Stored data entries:
'''
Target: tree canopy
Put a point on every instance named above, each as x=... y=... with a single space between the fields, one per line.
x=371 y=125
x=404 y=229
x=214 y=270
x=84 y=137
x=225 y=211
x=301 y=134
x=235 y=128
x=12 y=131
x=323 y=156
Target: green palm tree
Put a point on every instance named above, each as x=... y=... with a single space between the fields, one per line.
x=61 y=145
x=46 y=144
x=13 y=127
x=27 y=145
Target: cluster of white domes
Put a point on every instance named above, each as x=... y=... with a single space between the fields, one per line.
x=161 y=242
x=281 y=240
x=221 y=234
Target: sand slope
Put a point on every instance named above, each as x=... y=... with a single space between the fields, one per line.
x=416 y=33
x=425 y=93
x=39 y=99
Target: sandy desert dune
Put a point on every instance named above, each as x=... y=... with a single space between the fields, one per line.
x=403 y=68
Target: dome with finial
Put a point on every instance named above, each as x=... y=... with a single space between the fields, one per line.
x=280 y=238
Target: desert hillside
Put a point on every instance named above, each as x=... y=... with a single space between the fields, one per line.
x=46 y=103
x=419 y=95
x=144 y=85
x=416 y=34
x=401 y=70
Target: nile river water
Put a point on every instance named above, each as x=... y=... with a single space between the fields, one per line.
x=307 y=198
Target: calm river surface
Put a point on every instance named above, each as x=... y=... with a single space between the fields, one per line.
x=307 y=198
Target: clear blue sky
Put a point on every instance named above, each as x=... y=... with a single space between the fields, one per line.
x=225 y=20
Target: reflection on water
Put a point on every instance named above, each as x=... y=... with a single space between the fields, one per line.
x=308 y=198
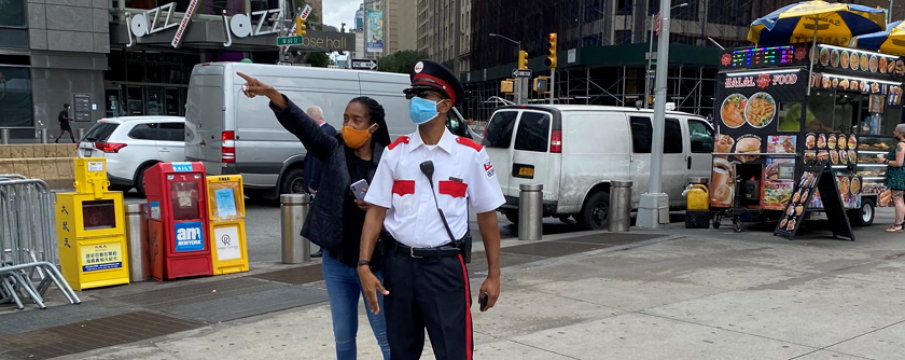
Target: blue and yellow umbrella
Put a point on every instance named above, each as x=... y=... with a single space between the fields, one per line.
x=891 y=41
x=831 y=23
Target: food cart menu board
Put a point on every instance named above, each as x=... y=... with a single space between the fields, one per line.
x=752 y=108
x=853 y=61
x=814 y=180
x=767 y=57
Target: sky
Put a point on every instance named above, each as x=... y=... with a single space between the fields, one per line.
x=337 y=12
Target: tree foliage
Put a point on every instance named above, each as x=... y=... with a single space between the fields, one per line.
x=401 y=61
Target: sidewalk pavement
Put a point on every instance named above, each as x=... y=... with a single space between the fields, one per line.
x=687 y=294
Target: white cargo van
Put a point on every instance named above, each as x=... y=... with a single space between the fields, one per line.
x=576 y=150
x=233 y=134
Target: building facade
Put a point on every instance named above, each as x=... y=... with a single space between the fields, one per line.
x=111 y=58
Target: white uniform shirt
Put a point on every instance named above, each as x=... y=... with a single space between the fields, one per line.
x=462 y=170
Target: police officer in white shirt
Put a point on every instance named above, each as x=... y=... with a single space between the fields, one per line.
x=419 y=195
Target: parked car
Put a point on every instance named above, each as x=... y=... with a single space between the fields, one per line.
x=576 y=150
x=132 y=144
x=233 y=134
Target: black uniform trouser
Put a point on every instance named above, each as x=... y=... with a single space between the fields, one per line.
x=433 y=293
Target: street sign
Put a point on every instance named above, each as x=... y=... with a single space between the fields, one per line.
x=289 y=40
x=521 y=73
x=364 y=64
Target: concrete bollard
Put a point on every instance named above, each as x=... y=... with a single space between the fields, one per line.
'''
- [TASK DIRECTIONS]: All that belongs in the answer is an exact copy of the lines from the start of the records above through the line with "Target: green palm tree".

- [WRITTEN REPLY]:
Target: tree canopy
Put a point on every instance named above, each as x=... y=... with a single space between the fields, one per line.
x=371 y=125
x=404 y=229
x=214 y=270
x=84 y=137
x=225 y=211
x=301 y=134
x=235 y=128
x=12 y=131
x=323 y=156
Target: green palm tree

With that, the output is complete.